Every line from the one containing "Question. For each instance of the woman's hair" to the final line of the material below must be reproduced exactly; leave out all other lines.

*LISTED ENTRIES*:
════════
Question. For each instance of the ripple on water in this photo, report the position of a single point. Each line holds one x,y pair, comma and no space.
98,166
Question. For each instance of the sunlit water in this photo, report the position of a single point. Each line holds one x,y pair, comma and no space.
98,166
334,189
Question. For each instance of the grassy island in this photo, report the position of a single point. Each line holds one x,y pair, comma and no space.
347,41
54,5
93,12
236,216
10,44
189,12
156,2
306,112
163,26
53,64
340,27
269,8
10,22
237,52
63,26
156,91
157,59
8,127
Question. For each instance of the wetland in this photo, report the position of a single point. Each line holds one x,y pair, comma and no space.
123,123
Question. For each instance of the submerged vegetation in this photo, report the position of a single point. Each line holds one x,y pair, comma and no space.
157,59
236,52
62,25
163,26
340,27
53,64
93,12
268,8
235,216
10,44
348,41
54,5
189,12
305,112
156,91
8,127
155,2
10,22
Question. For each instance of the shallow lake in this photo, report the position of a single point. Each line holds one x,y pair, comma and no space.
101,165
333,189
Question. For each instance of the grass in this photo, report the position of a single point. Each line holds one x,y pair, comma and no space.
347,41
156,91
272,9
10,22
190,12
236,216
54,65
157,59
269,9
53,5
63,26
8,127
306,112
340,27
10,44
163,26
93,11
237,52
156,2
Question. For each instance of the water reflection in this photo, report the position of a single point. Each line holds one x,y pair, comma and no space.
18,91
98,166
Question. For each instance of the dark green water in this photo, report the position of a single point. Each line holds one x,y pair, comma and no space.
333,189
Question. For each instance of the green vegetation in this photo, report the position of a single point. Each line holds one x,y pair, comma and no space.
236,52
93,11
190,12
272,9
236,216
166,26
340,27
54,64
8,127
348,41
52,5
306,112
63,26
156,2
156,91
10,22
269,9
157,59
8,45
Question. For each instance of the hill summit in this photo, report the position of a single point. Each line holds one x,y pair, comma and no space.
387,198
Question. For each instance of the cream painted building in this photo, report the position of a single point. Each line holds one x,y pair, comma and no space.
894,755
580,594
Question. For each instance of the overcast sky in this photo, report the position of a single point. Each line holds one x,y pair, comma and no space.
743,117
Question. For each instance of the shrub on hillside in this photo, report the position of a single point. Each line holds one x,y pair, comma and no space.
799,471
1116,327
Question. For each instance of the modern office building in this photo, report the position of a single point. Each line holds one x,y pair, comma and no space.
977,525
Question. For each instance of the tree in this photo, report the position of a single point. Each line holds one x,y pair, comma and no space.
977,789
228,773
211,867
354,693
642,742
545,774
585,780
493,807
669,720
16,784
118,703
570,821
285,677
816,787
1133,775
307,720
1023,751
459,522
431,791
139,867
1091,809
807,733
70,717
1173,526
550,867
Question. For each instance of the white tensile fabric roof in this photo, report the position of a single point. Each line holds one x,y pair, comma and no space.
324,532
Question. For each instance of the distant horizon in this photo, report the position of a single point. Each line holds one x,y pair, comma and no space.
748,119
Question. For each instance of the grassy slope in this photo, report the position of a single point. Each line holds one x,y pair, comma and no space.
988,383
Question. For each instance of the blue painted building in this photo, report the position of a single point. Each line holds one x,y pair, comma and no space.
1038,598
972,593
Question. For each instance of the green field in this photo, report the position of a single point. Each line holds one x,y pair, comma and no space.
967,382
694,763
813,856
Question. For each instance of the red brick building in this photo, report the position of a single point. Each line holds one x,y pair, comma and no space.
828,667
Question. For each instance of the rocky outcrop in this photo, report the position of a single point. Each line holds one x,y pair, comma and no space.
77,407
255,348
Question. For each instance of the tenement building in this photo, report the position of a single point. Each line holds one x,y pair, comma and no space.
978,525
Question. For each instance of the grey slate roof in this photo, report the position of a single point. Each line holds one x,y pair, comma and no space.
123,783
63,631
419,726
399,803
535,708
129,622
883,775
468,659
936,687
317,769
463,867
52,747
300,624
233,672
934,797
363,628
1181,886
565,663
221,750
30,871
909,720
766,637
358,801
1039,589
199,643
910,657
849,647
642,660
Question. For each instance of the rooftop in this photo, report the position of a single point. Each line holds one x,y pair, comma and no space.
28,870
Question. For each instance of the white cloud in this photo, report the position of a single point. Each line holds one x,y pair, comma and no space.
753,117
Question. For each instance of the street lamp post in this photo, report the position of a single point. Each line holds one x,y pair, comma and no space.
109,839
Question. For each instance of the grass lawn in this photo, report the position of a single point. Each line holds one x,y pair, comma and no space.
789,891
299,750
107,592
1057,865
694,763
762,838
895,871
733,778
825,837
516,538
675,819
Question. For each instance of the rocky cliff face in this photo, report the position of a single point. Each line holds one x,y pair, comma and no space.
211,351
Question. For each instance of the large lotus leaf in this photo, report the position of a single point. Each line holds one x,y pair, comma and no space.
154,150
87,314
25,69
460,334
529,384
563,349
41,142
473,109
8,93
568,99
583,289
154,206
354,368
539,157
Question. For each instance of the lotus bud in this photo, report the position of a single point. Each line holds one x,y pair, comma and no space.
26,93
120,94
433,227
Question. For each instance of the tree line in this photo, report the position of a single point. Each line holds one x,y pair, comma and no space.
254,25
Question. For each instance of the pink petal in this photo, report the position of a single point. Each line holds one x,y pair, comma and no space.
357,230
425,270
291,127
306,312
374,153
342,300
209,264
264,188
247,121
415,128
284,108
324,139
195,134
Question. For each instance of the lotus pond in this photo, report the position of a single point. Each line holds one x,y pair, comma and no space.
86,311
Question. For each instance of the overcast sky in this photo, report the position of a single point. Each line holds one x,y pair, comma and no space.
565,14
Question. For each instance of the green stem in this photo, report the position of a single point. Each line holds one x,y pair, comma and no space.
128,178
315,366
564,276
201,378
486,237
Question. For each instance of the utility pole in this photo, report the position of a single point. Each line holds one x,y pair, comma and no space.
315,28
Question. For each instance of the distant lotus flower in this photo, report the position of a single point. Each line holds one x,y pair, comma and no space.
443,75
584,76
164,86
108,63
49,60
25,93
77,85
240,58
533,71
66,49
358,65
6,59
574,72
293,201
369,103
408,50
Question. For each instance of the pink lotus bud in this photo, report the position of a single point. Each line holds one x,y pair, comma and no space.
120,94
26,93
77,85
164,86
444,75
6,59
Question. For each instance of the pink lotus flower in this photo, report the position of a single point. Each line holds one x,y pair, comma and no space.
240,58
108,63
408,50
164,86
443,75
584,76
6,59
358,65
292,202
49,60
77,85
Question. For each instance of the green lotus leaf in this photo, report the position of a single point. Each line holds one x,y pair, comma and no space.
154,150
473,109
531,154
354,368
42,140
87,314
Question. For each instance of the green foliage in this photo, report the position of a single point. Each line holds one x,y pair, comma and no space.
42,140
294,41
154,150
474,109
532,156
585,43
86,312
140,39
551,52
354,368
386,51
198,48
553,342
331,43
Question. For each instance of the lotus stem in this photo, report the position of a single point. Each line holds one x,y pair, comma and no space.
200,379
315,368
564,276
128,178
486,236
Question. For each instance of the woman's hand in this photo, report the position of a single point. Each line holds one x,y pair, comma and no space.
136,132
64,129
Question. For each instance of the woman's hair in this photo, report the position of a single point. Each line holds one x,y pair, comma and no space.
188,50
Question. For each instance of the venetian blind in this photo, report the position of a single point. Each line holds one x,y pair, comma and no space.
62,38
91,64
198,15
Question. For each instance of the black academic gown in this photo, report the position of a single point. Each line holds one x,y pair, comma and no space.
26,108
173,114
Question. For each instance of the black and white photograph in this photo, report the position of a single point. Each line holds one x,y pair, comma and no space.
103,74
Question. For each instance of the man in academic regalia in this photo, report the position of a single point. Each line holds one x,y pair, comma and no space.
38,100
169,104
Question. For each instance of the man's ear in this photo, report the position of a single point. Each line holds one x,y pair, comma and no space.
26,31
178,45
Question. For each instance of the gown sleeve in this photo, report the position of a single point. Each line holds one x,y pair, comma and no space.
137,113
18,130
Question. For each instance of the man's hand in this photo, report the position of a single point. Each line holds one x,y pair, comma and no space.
════════
*ANSWER TO THE EXERCISE*:
Question. For each instance of the woman's hair in this photo, report the position of a single point. Each line holds one x,y pair, comma and no space.
188,50
Question. For each instance of the venetian blind in this photo, report the position of a single point. Each line holds one x,y pair, comma and no space.
62,38
91,64
198,15
Question. For each instance of the black academic gown in this photo, report the position of a single point. Each line holds one x,y pair, comma and no space.
26,108
173,114
Question. For each instance of the black and white photograph in this photo, report the position of a single point. Each line holds one x,y pair, comma and no space.
103,74
Question. For each instance of the man in academic regalia in this photo, report the position of a single point. Each line holds one x,y pair, comma and no space.
38,100
169,104
Question. For each instance of the man's ear in this photo, report the position of a single point. Each line holds one x,y pair, comma and no space.
26,31
178,45
Question. For each instance of the gown sleeve in this photo, report the position of a single point. Each line holds one x,y pair, comma and no space.
137,113
18,130
Question. For each instance of the man's hand in this photo, report the position of a single point. Each line holds one x,y pair, comma and no space.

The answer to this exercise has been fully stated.